[Excerpts from a dataset on object pointing]
# # # # # # #

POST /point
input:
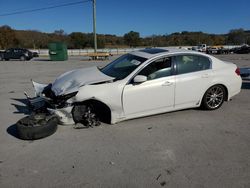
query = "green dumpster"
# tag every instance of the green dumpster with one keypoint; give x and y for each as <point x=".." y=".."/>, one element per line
<point x="58" y="51"/>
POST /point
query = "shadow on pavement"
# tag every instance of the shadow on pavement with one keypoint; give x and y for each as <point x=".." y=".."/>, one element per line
<point x="21" y="109"/>
<point x="12" y="130"/>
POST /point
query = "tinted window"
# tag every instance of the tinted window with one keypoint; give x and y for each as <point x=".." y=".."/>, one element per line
<point x="191" y="63"/>
<point x="123" y="66"/>
<point x="153" y="50"/>
<point x="157" y="69"/>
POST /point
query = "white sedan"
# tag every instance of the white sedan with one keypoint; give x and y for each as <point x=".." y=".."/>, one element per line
<point x="137" y="84"/>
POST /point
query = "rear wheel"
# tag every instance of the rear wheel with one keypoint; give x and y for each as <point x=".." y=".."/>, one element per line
<point x="214" y="97"/>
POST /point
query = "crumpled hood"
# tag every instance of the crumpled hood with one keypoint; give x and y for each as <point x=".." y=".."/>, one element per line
<point x="71" y="81"/>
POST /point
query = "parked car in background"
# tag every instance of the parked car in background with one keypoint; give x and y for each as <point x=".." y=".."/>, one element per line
<point x="245" y="49"/>
<point x="17" y="53"/>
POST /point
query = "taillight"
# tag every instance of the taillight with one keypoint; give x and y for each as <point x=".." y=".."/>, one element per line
<point x="237" y="71"/>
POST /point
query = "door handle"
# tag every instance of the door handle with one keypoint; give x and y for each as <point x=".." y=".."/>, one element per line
<point x="167" y="83"/>
<point x="205" y="76"/>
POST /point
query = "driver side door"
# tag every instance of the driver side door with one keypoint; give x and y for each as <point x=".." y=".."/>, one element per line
<point x="155" y="95"/>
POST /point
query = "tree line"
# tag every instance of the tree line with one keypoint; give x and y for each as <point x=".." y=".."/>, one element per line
<point x="77" y="40"/>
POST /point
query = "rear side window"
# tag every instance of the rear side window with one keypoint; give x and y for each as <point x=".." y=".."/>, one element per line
<point x="158" y="69"/>
<point x="191" y="63"/>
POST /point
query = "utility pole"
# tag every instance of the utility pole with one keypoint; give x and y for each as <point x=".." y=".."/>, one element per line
<point x="94" y="25"/>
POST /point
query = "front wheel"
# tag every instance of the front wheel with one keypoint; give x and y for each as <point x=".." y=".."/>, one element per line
<point x="86" y="115"/>
<point x="214" y="97"/>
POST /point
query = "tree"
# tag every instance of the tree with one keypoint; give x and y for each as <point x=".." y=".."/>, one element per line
<point x="7" y="37"/>
<point x="236" y="36"/>
<point x="132" y="38"/>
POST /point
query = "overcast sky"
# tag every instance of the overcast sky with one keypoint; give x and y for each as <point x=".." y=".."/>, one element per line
<point x="121" y="16"/>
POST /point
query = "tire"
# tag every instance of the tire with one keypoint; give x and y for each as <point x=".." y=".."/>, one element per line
<point x="36" y="126"/>
<point x="22" y="58"/>
<point x="214" y="97"/>
<point x="86" y="115"/>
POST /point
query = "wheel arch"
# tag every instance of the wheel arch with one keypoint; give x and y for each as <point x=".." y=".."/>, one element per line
<point x="103" y="111"/>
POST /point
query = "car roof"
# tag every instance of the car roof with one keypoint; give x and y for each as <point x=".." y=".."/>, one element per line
<point x="155" y="52"/>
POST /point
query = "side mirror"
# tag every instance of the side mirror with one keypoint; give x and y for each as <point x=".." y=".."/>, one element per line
<point x="140" y="79"/>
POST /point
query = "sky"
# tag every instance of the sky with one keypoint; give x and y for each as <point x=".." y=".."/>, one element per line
<point x="148" y="17"/>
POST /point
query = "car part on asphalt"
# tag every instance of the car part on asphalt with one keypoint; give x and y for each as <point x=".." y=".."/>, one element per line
<point x="36" y="126"/>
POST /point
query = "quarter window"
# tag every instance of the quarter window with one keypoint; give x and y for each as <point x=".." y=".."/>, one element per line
<point x="191" y="63"/>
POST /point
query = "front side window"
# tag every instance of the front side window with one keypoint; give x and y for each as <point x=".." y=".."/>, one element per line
<point x="123" y="66"/>
<point x="191" y="63"/>
<point x="157" y="69"/>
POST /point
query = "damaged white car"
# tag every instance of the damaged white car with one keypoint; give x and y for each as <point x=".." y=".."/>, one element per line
<point x="140" y="83"/>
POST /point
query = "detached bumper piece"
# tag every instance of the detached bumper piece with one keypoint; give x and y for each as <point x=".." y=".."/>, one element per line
<point x="36" y="126"/>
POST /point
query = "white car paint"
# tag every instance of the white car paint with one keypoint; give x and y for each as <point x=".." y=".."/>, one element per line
<point x="128" y="100"/>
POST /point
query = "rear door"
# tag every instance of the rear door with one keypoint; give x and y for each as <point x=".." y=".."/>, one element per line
<point x="194" y="75"/>
<point x="153" y="95"/>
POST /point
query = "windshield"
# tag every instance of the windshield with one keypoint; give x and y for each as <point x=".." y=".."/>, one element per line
<point x="123" y="66"/>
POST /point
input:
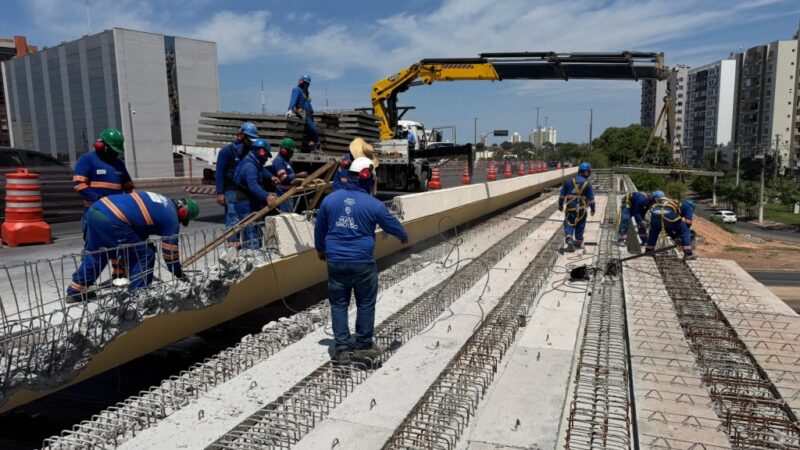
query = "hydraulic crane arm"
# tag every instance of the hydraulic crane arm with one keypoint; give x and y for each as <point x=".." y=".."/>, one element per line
<point x="512" y="66"/>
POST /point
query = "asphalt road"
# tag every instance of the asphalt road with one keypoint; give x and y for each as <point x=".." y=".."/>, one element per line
<point x="754" y="230"/>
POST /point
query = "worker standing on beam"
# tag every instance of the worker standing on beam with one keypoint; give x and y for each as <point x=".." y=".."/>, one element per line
<point x="344" y="236"/>
<point x="251" y="177"/>
<point x="665" y="217"/>
<point x="634" y="205"/>
<point x="282" y="168"/>
<point x="228" y="193"/>
<point x="300" y="106"/>
<point x="577" y="196"/>
<point x="119" y="226"/>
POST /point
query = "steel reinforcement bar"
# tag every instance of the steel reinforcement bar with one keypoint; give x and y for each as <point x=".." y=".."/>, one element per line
<point x="283" y="422"/>
<point x="441" y="415"/>
<point x="124" y="420"/>
<point x="751" y="409"/>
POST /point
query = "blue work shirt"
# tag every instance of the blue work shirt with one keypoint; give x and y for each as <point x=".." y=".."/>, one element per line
<point x="300" y="99"/>
<point x="95" y="178"/>
<point x="346" y="221"/>
<point x="250" y="177"/>
<point x="147" y="214"/>
<point x="227" y="160"/>
<point x="576" y="193"/>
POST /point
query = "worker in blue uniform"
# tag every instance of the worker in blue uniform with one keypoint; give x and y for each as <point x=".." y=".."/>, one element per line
<point x="634" y="205"/>
<point x="228" y="193"/>
<point x="576" y="195"/>
<point x="665" y="217"/>
<point x="344" y="236"/>
<point x="119" y="225"/>
<point x="282" y="168"/>
<point x="253" y="178"/>
<point x="300" y="106"/>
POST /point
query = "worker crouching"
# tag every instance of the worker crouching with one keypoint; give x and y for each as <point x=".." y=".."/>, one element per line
<point x="665" y="216"/>
<point x="344" y="236"/>
<point x="120" y="225"/>
<point x="577" y="196"/>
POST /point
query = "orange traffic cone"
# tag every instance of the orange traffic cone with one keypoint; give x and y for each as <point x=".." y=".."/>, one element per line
<point x="436" y="180"/>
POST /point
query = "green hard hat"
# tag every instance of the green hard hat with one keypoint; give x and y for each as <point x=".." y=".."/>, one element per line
<point x="114" y="139"/>
<point x="288" y="143"/>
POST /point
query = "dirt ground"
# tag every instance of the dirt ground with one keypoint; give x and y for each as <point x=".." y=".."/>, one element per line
<point x="749" y="252"/>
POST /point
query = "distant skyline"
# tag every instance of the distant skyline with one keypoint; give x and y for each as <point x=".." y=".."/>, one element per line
<point x="348" y="46"/>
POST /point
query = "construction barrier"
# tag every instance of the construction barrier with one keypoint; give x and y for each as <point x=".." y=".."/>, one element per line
<point x="24" y="214"/>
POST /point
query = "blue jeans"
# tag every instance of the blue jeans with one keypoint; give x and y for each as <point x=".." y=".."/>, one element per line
<point x="344" y="279"/>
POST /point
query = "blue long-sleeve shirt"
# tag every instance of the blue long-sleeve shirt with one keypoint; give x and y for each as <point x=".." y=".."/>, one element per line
<point x="227" y="160"/>
<point x="250" y="176"/>
<point x="147" y="214"/>
<point x="300" y="99"/>
<point x="575" y="193"/>
<point x="95" y="178"/>
<point x="346" y="221"/>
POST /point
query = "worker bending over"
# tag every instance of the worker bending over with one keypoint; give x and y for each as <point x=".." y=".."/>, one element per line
<point x="358" y="149"/>
<point x="577" y="196"/>
<point x="119" y="225"/>
<point x="300" y="106"/>
<point x="228" y="193"/>
<point x="665" y="217"/>
<point x="251" y="178"/>
<point x="634" y="205"/>
<point x="344" y="236"/>
<point x="283" y="171"/>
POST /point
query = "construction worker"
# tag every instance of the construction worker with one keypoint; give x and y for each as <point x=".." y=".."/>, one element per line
<point x="282" y="168"/>
<point x="634" y="205"/>
<point x="358" y="148"/>
<point x="344" y="236"/>
<point x="577" y="195"/>
<point x="300" y="106"/>
<point x="251" y="176"/>
<point x="228" y="193"/>
<point x="119" y="226"/>
<point x="665" y="217"/>
<point x="101" y="173"/>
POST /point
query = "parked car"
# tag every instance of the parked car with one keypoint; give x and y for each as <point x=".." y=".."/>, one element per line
<point x="724" y="215"/>
<point x="60" y="201"/>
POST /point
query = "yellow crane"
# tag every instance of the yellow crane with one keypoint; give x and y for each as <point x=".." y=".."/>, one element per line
<point x="511" y="66"/>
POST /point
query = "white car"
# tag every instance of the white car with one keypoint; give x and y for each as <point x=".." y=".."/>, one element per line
<point x="724" y="216"/>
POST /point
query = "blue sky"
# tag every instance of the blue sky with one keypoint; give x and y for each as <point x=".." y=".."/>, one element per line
<point x="346" y="46"/>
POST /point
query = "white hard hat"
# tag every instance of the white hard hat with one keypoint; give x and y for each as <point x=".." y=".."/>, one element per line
<point x="359" y="164"/>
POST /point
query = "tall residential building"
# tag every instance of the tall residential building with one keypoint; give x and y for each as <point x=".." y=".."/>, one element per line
<point x="542" y="135"/>
<point x="767" y="101"/>
<point x="709" y="111"/>
<point x="152" y="87"/>
<point x="9" y="48"/>
<point x="653" y="94"/>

# # # # # # #

Your goal - Please count how many lines of the records contain the string "shadow". Reply with the number alone.

Answer to this task - 2